→ EXERCISE A:
Starting at the first line of the entries and stopping after the line containing "Text query: moose hoof", rewrite those lines as a JSON list of strings, one string per line, with blank lines omitted.

On my way in to work. Tele2’s data net seems to be down, sigh. Last time this happened I actually called and complained, but today I’ll try to survive.

 

Stephen Fry is a mobile geek. Who knew?

 

Via James Robertson, an online quiz on American civics.

I scored 53 of 60.

 

You know it’s a bona-fide meme when two people link to it. Both Rui and Gruber link to Wil Shipley’s criticism of the “new Apple”, more concerned with sucking up to the content companies than delivering great products for users.

John writes in a comment:

The best thing that could happen to Apple this year would be for Microsoft’s Zune 2.0 to be a kick-ass product, both technologically and in terms of being designed to make customers happy, not entertainment conglomerates. Apple needs competition.

I wholly agree, but I don’t think we’ll see anything that will make customers happy from Microsoft. They’re deeper into the content companies’ pockets than Apple.

 

Nice, James Robertson gets a recommendation from Rogers Cadenhead. I love it when my good taste is validated by others.

 

Wednesday, 2007-09-19

Observations for 2007-09-19

Avast me mateys! Today be International Talk like a Pirate Day! Arrr!

 

Joel Spolsky:

As a programmer, thanks to plummeting memory prices, and CPU speeds doubling every year, you had a choice. You could [spend] six months rewriting your inner loops in Assembler, or take six months off to play drums in a rock and roll band, and in either case, your program would run faster. Assembler programmers don’t have groupies.

 

IM ON UR FLATPANEL, TOASTIN:

railcat

It’s all fun and games until she changes the channel or maxes the volume…

 

Monday, 2007-09-17

Observations for 2007-09-17

Mark Dominus:

One lesson to learn from all this is that those early Royal Society guys were very smart, and when they say something has a mysterious (0.4)x in it, you should assume they know what they are doing. Another lesson is that mechanics was pretty well-understood by 1668.

Mark’s blog is well worth reading, by the way.

 

Erik:

Corn-based Ethanol is a wonderful political tool. It allows politicians to pretend to care about the environment while actually tailoring to one of the largest lobbyist group in the US.

So true. Whenever you find something that politicians whole-heartedly endorse, you don’t have to look far for a lobbyist.

 

Just spent 75 minutes getting from St Eriksplan to Gullmarsplan. “Signalling error” at Gamla Stan, a real chokepoint for all traffic going South. It’s the kind of subway outage that’ll be front page news next morning.

Luckily the buses weren’t too crowded so we were able to route around the damage in some comfort, if not speed.

→ DATA RECORDS:

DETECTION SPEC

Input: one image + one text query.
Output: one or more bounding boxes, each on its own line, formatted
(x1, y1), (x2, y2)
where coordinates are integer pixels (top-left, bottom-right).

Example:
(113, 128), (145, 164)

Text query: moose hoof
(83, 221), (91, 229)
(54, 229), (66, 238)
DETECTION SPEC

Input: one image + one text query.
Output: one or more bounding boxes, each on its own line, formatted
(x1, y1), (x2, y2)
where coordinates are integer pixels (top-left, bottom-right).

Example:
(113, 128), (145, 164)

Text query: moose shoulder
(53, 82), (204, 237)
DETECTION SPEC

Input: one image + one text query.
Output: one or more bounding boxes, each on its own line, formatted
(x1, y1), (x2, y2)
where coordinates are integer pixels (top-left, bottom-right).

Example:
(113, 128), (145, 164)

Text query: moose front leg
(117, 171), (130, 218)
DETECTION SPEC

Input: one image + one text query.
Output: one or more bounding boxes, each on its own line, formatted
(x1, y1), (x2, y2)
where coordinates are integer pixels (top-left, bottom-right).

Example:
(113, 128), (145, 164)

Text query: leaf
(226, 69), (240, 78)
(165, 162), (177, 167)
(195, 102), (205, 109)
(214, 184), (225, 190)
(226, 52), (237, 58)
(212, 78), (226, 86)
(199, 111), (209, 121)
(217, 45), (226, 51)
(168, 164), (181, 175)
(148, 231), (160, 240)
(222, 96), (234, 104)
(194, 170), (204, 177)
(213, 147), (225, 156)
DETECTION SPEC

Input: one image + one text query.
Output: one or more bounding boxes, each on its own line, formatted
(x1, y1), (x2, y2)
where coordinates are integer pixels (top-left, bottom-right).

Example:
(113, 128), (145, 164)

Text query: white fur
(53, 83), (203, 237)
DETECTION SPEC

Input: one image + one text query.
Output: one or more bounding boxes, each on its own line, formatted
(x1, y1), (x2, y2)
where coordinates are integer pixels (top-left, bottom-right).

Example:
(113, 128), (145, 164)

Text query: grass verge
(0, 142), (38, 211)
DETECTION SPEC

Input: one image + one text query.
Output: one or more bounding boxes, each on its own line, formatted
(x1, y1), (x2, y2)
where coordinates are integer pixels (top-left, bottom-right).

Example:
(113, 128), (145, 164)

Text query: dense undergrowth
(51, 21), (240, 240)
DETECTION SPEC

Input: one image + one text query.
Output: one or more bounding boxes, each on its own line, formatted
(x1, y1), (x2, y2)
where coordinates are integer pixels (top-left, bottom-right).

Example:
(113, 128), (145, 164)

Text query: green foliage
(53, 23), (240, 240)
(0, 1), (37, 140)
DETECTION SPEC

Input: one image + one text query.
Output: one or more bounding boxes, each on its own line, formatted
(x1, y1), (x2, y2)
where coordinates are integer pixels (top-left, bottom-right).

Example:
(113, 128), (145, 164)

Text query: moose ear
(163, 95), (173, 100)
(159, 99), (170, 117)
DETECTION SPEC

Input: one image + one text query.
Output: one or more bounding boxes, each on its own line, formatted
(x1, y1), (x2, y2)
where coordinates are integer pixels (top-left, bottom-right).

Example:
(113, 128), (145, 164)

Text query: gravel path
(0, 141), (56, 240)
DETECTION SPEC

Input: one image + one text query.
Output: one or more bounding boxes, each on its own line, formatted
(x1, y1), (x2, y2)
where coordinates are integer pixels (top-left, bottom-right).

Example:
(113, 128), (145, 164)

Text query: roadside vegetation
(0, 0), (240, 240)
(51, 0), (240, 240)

→ EXERCISE B:
Continue the dated blog posts from the point where they end.

→ EXERCISE RESULT A:
[
  "DETECTION SPEC",
  "Input: one image + one text query.",
  "Output: one or more bounding boxes, each on its own line, formatted",
  "(x1, y1), (x2, y2)",
  "where coordinates are integer pixels (top-left, bottom-right).",
  "Example:",
  "(113, 128), (145, 164)",
  "Text query: moose hoof"
]

→ EXERCISE RESULT B:
Wednesday, 2007-09-12

Observations for 2007-09-12

Fred Clark quotes Mark Twain on Patriot Day:

We teach the boys to atrophy their independence. We teach them to take their patriotism at second-hand; to shout with the largest crowd without examining into the right or wrong of the matter — exactly as boys under monarchies are taught and have always been taught. We teach them to regard as traitors, and hold in aversion and contempt, such as do not shout with the crowd, and so here in our democracy we are cheering a thing which of all things is most foreign to it and out of place — the delivery of our political conscience into somebody else’s keeping. This is patriotism on the Russian plan.

 

Monday, 2007-09-10

Observations for 2007-09-10

Michael Mace on the coming clash of Apple vs. Nokia:

[W]hen you stand back and look at what’s happening in the [mobile] industry worldwide, it’s clear that Apple and Nokia both want very badly to be the dominant mobile computing company for young adults. That makes a huge, relentless conflict between them inevitable. They’re like two armies trying to take the same hill. One’s coming from the west, the other from the east, so there’s not a lot of fighting at the moment. But as soon as they reach the hill, there’s going to be an explosion.

I don’t know who will win, but I’m pretty sure that the main losers will be all of the other device companies and mobile operators who happen to be hanging around on the hill.

My advice to them: Run.

Great post. It explains in some detail the challenges facing both companies, and the certain doom that comes to those (telcos, Microsoft, Motorola) who do not understand the future of the industry.

 

Thursday, 2007-09-06

Observations for 2007-09-06

Twitter is down, and has been for 7 hours. A “Skype moment”, or a simple snafu? They’d better get going, it’s already 9:30 AM on the US East coast.

In the meantime I’m playing with Jaiku. I snagged my username there for a while back but haven’t really played with it much. But now they have IM integration, which is the primary way I interact with Twitter. So it’s more usable for me now.

I created the #mobitopia channel too. Mobitopians, please join!

 

Got this from Twitter IM:

very unexpectedly, 2.5 hours turned into 12. We apologize, and are working hard to make our upgrades less negative for everyone.

It would be interesting to know exactly what went pear-shaped.

 

Saturday, 2007-09-01

Observations for 2007-09-01

For the curious, I was attending a kräftskiva yesterday.  

Friday, 2007-08-31

Observations for 2007-08-31

I’m drunk, but not so drunk I can’t post via email.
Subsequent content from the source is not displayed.